Work to be completed: Using the listing below, select the lines with the word "dark" and copy them.

Exercise data section start

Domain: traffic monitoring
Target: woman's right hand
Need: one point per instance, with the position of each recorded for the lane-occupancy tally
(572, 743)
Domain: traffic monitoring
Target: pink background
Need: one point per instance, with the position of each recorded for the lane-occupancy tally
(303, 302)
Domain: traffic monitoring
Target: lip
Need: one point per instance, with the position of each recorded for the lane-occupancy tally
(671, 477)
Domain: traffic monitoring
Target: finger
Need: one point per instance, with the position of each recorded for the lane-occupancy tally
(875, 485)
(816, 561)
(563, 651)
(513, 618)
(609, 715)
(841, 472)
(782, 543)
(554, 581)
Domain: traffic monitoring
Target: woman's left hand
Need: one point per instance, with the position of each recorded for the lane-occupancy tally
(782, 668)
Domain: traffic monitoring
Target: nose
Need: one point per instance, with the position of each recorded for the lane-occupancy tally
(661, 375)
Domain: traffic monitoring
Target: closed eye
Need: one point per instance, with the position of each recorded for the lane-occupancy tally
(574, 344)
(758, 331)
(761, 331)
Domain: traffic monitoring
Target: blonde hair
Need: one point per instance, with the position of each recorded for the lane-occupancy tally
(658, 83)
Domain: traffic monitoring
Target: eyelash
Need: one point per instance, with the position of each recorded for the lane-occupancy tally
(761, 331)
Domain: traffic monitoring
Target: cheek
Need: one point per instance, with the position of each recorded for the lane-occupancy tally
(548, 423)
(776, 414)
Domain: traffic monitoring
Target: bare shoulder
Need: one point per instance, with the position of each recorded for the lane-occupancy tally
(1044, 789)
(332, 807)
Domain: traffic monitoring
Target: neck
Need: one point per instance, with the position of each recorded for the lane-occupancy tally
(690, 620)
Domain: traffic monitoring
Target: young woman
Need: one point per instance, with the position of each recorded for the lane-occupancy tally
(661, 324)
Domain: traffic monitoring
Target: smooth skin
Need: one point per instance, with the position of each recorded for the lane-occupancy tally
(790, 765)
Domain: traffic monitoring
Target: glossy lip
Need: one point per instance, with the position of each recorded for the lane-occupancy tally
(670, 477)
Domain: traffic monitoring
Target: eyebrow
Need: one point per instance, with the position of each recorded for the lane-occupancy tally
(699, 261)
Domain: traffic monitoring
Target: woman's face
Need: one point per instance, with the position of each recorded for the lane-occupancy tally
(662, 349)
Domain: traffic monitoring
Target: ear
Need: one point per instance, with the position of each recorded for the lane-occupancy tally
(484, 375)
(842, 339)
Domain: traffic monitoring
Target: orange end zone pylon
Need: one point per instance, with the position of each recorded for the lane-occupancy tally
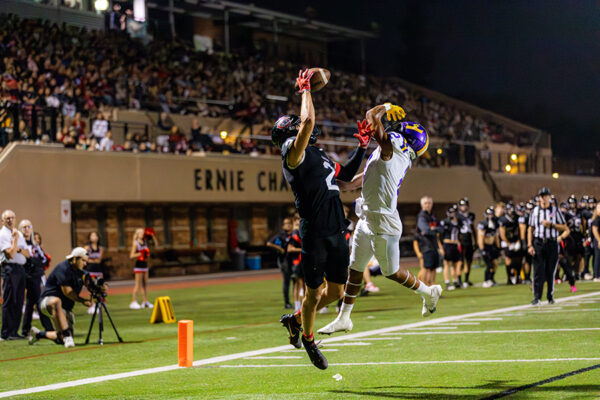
(186, 343)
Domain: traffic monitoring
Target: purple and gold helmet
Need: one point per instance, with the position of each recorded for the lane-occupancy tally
(416, 136)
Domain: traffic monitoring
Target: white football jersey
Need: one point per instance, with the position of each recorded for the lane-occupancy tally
(382, 179)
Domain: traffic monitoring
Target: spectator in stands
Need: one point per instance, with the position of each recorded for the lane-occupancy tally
(107, 144)
(165, 123)
(99, 127)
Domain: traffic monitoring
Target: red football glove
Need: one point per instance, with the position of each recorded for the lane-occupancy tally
(364, 133)
(303, 80)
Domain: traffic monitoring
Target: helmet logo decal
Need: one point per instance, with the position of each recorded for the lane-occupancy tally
(283, 122)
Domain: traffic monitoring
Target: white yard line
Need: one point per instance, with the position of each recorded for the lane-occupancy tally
(484, 319)
(391, 335)
(273, 358)
(435, 327)
(270, 350)
(413, 362)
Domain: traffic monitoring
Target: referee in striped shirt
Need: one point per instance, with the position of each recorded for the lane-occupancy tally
(545, 222)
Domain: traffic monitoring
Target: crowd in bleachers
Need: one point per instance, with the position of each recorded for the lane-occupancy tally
(54, 78)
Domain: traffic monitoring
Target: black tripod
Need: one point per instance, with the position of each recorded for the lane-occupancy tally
(98, 310)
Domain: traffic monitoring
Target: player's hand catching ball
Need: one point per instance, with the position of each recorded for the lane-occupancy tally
(303, 80)
(394, 112)
(364, 133)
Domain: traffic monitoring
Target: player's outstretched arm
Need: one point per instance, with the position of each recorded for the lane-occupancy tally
(354, 184)
(347, 172)
(307, 120)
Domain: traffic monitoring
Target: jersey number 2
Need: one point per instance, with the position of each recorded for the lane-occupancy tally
(330, 180)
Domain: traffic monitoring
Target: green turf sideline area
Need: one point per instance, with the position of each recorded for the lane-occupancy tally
(377, 360)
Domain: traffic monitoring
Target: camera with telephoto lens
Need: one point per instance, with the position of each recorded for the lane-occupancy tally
(95, 288)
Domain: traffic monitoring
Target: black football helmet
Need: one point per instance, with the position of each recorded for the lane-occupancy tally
(452, 210)
(287, 126)
(510, 208)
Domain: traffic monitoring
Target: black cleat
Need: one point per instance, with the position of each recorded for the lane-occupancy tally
(315, 355)
(294, 329)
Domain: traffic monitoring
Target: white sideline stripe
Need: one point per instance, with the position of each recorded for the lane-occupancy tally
(385, 336)
(270, 350)
(273, 358)
(484, 319)
(412, 362)
(435, 327)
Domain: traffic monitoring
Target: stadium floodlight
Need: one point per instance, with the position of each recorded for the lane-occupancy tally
(101, 5)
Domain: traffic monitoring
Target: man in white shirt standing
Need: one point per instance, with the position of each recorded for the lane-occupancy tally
(15, 254)
(379, 228)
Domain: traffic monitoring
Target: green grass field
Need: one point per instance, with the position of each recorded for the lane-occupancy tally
(434, 361)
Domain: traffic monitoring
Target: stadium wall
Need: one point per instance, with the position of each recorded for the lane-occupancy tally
(36, 179)
(523, 187)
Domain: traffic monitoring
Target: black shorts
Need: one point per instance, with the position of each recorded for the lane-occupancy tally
(491, 251)
(431, 259)
(467, 253)
(451, 252)
(325, 258)
(297, 272)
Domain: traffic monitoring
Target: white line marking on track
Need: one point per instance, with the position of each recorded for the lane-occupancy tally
(273, 358)
(270, 350)
(412, 362)
(384, 336)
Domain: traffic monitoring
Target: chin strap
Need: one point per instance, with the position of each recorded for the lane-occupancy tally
(411, 152)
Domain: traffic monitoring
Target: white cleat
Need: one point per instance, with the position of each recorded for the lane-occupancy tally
(430, 302)
(32, 338)
(338, 325)
(69, 342)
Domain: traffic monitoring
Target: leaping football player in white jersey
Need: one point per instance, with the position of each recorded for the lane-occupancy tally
(379, 228)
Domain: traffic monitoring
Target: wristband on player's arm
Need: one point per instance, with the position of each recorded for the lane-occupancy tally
(347, 171)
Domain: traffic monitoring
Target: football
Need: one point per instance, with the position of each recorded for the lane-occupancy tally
(319, 79)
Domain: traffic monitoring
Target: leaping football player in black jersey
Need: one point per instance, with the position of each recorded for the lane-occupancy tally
(312, 176)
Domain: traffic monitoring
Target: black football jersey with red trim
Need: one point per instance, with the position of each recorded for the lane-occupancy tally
(317, 194)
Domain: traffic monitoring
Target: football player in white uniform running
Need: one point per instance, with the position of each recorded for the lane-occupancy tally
(379, 228)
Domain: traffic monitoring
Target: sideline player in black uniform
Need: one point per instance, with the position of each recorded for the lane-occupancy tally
(467, 237)
(511, 243)
(279, 244)
(312, 176)
(487, 240)
(450, 248)
(588, 214)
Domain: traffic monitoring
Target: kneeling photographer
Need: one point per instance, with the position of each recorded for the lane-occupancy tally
(59, 296)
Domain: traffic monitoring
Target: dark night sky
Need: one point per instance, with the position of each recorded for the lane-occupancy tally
(537, 62)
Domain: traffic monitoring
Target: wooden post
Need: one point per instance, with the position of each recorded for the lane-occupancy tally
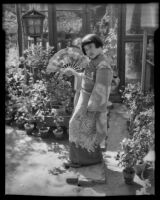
(52, 26)
(144, 60)
(85, 23)
(20, 39)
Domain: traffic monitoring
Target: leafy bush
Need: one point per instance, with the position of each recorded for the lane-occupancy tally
(141, 125)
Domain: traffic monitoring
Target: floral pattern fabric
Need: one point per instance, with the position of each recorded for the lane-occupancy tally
(88, 125)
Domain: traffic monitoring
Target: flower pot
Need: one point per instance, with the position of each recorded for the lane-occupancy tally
(139, 168)
(49, 120)
(128, 174)
(20, 125)
(29, 128)
(8, 120)
(66, 120)
(59, 109)
(58, 134)
(44, 132)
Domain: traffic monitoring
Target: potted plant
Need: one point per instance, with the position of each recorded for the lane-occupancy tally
(29, 128)
(127, 159)
(43, 129)
(58, 132)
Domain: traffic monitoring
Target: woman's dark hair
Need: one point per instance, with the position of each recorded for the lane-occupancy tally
(91, 38)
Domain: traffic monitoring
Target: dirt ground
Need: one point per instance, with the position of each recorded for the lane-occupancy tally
(34, 166)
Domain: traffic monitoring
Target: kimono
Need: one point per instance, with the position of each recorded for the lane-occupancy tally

Exercise data section end

Response to the task:
Target: dark night sky
Target: woman's dark hair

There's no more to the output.